#### EXERCISE GOAL:
Extract the line that contains "indicate the orange fur, one dot per instance" and every line after it through the end of the records below, exactly as written, leaving out any pictures.

#### DATA ENTRIES:
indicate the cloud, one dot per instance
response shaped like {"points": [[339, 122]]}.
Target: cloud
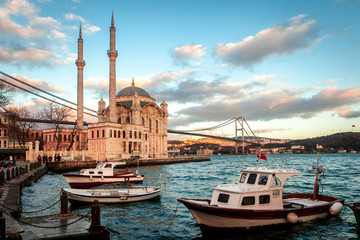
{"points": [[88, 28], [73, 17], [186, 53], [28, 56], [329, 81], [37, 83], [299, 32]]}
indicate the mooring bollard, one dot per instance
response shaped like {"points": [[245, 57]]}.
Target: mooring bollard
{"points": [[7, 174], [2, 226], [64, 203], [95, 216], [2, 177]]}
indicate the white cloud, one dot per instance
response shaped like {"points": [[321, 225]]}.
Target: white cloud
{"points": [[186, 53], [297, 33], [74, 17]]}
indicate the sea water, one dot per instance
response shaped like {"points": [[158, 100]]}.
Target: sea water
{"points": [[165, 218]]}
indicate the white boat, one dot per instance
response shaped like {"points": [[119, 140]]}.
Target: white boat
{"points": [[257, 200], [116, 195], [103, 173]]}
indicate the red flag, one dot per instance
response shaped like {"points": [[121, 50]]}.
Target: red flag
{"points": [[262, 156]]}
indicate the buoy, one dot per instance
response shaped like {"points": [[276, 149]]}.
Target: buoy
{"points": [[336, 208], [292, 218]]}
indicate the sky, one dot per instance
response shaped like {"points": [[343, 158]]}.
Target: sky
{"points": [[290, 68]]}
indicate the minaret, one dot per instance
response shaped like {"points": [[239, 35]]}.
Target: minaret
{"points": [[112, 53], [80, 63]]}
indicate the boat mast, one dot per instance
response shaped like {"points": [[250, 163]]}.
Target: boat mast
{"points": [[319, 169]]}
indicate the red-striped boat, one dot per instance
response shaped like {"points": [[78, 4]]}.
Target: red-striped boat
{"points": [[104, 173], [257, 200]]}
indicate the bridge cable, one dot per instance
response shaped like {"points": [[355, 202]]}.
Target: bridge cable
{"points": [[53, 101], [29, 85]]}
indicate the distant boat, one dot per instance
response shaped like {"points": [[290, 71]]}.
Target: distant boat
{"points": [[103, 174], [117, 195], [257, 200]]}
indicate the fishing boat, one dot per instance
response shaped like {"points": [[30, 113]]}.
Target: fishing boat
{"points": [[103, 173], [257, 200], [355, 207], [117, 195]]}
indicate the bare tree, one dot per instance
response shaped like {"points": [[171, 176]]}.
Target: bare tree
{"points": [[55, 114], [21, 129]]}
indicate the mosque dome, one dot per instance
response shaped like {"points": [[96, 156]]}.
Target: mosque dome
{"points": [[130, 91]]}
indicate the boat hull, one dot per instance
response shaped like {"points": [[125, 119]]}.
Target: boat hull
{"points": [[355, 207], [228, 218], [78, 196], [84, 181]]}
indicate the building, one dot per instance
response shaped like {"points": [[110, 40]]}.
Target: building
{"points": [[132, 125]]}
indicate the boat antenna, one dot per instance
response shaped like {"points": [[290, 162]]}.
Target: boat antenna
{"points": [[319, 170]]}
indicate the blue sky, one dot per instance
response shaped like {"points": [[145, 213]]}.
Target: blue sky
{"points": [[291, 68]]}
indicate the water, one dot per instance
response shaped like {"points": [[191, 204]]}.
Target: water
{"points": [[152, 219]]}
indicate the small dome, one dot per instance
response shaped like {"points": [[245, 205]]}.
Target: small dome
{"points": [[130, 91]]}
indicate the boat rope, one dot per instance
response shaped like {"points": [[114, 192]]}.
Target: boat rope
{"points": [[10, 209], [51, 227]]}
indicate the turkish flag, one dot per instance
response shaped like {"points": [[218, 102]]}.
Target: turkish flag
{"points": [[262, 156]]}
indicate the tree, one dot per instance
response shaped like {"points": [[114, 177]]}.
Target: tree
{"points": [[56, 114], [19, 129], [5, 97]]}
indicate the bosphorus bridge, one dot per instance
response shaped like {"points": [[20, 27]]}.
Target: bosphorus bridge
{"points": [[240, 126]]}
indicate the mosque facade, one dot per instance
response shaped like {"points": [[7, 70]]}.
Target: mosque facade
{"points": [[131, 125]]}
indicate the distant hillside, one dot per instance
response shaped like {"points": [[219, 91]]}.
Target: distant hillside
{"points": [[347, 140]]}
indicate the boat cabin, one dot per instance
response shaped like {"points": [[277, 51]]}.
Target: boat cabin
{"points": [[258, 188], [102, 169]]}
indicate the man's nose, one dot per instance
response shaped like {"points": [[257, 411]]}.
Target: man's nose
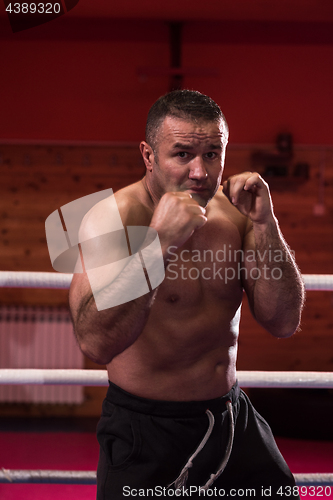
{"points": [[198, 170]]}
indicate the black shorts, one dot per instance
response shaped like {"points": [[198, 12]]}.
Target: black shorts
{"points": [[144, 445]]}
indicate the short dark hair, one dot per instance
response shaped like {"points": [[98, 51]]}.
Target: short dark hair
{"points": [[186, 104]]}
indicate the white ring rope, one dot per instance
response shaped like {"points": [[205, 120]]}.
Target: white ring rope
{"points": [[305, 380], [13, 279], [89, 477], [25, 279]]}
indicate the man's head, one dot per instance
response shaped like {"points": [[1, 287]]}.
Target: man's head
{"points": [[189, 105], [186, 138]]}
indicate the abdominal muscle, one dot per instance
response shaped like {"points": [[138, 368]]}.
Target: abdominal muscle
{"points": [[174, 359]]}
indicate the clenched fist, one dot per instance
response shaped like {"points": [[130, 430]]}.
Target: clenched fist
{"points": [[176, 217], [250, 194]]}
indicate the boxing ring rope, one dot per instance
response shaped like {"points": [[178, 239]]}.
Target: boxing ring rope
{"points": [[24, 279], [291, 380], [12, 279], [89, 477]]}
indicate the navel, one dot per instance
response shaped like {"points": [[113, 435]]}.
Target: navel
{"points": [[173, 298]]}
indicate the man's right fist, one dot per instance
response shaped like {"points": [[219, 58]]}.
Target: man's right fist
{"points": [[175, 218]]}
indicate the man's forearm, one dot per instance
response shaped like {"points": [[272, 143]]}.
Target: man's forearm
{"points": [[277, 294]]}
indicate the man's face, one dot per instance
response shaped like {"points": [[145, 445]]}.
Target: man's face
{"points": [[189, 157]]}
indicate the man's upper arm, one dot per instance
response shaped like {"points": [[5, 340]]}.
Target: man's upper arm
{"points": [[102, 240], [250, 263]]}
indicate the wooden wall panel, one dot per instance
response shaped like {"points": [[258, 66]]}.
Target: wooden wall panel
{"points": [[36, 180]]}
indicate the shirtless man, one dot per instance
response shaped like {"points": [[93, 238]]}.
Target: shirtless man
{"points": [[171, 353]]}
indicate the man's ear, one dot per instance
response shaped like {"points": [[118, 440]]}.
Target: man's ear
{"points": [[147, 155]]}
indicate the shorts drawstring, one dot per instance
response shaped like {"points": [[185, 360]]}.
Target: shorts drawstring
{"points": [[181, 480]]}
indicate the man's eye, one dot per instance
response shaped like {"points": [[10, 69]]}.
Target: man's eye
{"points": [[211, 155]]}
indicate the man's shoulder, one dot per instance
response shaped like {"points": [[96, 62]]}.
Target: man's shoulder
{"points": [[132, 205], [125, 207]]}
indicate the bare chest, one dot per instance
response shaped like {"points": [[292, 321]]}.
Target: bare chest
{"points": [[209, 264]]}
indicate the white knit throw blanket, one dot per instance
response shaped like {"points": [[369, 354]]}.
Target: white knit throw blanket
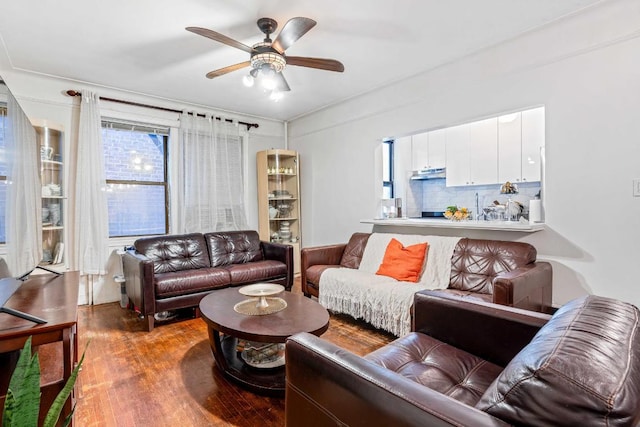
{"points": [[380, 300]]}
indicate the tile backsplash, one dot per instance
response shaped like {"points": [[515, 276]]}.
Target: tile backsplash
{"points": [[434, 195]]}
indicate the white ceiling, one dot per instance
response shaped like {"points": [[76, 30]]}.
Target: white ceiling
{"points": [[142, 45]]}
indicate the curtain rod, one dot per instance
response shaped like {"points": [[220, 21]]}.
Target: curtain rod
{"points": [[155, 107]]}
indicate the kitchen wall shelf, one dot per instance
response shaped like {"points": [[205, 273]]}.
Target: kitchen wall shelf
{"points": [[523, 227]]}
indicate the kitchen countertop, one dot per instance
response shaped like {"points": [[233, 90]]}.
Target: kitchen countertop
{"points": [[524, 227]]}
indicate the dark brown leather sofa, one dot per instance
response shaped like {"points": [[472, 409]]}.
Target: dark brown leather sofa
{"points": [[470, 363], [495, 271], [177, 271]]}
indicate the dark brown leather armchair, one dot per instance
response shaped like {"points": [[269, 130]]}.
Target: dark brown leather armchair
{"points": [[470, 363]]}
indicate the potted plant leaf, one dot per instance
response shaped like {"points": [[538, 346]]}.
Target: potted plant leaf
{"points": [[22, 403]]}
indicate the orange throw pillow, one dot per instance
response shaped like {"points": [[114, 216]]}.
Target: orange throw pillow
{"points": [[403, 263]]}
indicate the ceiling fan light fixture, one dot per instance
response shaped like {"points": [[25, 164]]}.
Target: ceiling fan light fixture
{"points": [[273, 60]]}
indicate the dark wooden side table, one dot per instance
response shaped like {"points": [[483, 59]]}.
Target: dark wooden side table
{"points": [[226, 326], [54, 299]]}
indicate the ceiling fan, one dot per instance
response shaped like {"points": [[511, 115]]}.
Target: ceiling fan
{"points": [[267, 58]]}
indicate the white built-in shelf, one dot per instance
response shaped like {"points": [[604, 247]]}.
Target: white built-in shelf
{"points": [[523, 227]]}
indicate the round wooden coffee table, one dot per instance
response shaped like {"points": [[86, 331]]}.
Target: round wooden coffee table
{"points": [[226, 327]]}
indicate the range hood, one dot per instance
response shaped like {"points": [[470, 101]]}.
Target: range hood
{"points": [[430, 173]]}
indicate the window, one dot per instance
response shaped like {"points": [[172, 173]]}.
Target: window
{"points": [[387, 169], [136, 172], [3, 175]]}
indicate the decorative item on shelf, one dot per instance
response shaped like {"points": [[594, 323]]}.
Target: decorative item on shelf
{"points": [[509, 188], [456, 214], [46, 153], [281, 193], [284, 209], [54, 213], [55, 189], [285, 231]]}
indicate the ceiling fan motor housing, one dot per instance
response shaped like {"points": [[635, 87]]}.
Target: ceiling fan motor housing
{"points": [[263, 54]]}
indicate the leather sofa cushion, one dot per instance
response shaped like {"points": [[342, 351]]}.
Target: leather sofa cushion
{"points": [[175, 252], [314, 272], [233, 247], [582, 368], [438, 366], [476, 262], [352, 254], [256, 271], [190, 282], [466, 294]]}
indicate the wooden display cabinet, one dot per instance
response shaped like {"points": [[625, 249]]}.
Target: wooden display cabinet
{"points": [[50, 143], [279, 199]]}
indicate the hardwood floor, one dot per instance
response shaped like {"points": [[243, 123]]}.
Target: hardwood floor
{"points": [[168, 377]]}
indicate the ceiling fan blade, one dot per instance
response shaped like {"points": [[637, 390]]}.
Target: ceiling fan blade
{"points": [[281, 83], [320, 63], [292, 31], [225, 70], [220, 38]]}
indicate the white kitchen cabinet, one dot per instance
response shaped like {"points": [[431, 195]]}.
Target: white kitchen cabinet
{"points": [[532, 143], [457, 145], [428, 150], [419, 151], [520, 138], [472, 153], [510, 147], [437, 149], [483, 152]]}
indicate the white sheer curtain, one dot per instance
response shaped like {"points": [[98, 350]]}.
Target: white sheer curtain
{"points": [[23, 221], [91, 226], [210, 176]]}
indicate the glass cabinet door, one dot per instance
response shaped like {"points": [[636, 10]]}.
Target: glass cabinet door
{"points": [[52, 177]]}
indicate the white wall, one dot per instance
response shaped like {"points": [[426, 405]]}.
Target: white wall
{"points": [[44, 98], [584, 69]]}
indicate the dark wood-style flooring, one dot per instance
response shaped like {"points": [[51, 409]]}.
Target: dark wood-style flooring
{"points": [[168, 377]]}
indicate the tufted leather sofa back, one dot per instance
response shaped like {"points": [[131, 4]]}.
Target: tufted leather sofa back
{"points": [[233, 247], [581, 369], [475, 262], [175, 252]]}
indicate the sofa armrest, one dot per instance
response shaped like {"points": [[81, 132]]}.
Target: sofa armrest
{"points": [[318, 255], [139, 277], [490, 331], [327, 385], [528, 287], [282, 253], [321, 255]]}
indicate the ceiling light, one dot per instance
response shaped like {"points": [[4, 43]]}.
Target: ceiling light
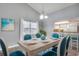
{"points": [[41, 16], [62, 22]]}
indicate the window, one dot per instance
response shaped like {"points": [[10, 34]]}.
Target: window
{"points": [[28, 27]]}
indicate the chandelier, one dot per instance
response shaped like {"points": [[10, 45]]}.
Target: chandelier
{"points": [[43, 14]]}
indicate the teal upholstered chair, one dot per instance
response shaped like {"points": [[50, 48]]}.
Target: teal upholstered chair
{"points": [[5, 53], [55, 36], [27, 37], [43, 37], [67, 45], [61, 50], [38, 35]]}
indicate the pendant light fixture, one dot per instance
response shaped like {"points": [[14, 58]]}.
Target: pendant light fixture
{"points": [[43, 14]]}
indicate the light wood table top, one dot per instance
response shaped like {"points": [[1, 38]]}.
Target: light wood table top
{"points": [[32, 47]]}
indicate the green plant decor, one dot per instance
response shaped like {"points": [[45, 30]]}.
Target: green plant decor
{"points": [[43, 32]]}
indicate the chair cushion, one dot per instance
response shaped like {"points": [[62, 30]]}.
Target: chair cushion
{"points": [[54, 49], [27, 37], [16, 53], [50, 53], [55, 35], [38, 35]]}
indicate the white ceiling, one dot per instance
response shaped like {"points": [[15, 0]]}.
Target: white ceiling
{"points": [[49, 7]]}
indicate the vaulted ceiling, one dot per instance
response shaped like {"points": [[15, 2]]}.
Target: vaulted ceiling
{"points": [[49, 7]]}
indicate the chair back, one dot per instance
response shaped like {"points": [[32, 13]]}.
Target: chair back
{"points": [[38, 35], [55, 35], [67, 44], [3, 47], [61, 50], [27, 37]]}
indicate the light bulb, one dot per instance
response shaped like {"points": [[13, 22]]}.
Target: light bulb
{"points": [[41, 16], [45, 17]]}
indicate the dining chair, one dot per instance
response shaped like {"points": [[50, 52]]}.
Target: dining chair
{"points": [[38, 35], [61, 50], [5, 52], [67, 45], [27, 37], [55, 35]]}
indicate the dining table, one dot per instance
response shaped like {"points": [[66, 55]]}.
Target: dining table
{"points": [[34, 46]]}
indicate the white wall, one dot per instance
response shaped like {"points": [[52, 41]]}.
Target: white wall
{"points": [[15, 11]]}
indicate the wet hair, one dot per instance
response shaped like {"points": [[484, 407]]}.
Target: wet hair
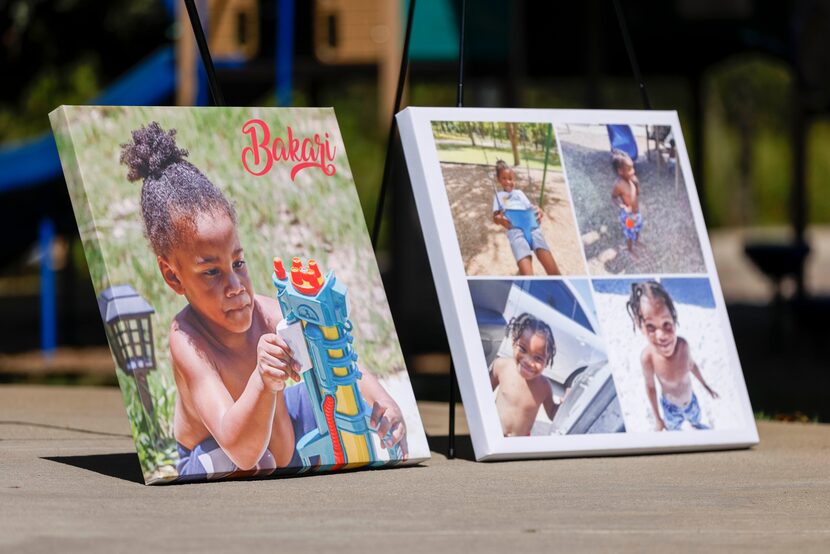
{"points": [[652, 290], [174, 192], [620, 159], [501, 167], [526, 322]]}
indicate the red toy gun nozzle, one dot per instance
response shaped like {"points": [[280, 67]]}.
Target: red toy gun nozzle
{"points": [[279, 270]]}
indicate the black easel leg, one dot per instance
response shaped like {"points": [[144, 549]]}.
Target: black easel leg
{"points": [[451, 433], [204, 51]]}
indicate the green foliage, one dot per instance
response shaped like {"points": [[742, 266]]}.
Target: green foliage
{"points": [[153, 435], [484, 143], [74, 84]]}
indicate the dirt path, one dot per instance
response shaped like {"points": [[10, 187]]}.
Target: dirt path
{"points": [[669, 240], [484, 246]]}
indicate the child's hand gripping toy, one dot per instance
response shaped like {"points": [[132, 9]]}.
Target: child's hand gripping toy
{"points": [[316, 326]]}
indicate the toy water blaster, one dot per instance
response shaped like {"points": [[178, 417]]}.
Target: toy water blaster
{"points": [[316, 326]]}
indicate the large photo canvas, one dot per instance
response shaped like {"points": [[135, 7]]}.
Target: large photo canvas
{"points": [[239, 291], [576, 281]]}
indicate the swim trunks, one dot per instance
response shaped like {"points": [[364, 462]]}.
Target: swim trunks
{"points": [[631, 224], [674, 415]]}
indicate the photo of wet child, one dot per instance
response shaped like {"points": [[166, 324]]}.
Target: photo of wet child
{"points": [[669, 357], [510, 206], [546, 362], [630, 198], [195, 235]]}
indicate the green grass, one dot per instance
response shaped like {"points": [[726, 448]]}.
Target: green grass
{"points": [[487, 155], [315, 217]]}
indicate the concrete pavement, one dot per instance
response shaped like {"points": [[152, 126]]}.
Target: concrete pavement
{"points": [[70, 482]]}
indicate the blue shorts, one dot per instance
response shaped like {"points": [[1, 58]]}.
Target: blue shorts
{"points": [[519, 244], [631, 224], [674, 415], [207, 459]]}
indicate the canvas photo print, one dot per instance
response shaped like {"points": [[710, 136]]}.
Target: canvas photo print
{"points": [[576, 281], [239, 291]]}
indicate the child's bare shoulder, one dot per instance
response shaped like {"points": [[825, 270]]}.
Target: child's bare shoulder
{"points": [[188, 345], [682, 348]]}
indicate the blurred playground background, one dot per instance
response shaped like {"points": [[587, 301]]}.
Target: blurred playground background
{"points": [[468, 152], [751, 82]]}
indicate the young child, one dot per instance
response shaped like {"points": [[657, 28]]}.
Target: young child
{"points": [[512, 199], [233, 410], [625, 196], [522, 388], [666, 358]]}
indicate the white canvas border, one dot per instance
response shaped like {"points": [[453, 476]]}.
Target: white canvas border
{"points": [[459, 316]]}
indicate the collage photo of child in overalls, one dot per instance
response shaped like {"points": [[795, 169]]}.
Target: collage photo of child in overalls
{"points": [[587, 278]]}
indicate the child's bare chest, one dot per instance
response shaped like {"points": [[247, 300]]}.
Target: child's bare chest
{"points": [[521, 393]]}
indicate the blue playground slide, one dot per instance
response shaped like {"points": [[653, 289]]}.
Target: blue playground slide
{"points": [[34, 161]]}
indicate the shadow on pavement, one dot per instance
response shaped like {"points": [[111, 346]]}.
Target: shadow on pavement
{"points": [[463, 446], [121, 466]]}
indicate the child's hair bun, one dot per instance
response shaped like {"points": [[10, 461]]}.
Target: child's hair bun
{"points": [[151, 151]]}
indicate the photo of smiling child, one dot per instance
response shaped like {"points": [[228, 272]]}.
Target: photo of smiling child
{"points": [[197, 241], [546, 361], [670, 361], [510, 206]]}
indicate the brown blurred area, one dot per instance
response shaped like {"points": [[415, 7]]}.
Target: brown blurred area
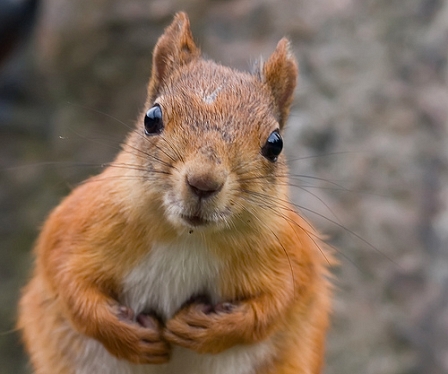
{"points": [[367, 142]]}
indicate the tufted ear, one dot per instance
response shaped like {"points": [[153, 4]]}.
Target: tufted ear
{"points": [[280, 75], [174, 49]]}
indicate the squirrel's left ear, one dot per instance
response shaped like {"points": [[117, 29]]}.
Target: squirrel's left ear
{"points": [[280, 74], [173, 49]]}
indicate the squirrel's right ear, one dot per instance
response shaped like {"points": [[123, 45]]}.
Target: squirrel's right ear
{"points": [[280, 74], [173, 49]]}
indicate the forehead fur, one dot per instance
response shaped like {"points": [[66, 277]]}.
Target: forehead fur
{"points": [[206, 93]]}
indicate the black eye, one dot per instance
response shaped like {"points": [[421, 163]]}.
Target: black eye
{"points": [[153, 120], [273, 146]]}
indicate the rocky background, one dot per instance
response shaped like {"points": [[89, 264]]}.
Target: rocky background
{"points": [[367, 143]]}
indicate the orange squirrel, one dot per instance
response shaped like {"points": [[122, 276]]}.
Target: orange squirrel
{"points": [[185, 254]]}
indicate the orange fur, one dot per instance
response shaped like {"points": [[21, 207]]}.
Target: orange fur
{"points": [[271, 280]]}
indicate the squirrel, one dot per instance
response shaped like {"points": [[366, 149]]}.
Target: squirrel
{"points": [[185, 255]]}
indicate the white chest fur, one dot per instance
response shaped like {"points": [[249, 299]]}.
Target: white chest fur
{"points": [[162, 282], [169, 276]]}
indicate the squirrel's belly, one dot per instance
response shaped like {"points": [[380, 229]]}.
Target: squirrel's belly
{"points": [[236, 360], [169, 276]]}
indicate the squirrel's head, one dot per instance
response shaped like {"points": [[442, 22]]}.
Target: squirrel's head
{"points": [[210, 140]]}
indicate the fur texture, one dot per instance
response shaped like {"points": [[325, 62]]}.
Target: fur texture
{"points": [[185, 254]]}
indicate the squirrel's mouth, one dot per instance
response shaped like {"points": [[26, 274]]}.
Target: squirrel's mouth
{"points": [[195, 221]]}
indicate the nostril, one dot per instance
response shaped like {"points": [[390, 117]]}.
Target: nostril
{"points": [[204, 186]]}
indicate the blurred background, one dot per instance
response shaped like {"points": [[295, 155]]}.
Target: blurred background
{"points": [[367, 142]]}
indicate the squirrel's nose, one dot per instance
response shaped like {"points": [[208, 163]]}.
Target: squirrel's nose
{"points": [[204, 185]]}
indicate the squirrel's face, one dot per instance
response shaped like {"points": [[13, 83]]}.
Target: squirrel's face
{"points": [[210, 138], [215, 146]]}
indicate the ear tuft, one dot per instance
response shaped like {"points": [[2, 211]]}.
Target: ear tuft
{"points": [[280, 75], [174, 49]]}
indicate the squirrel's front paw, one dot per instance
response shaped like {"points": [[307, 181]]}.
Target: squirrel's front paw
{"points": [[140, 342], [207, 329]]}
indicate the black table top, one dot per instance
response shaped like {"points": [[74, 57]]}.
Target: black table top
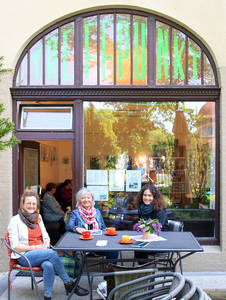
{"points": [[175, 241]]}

#### RESPONSE FOR THIS EXERCISE:
indicate the orange fur, one dot per instance
response shaped like {"points": [[21, 207]]}.
Target: orange fur
{"points": [[271, 280]]}
indicate the squirrel, one dot per instance
response shaped like {"points": [[366, 149]]}.
Target: squirrel
{"points": [[185, 255]]}
indicate the white chest fur, one dot per instance
response shaped like {"points": [[249, 299]]}.
Target: white chest fur
{"points": [[162, 282], [169, 276]]}
indicate the squirrel's belly, one dot per instance
response shaped like {"points": [[380, 229]]}.
Target: squirrel's belly
{"points": [[236, 360], [169, 276]]}
indicate the squirrel's head, one dot per instance
response shaped like {"points": [[442, 22]]}.
Target: squirrel's head
{"points": [[210, 140]]}
indicate the fur texture, one dot per instance
response shaped like {"points": [[325, 62]]}.
Target: fur texture
{"points": [[185, 254]]}
indicate the squirrel's mouth, one dot per instance
response shaped like {"points": [[26, 274]]}.
Target: squirrel's mouth
{"points": [[195, 221]]}
indicate the nostril, one dot per instance
response shaped like {"points": [[390, 117]]}.
Target: nostril
{"points": [[204, 186]]}
indicate the blurred background, one dot per instance
response shaped like {"points": [[295, 155]]}.
Target: blurred background
{"points": [[367, 142]]}
indicate the squirrel's nose, one dot per instance
response shaped like {"points": [[208, 163]]}.
Target: squirrel's nose
{"points": [[204, 185]]}
indicate the squirrel's face, one dot per instance
response shaped like {"points": [[13, 83]]}.
Target: squirrel's face
{"points": [[210, 138], [215, 146]]}
indicate the ear tuft, one dot per instance
response shaped like {"points": [[2, 211]]}.
Target: ear tuft
{"points": [[280, 75], [174, 49]]}
indicate the squirrel's front paw, one dot per instance
response shaped like {"points": [[307, 181]]}.
Target: squirrel's front paw
{"points": [[140, 342], [207, 329]]}
indicate the black table top, one dot per instance
response shaped like {"points": [[74, 57]]}.
Target: black table top
{"points": [[175, 241]]}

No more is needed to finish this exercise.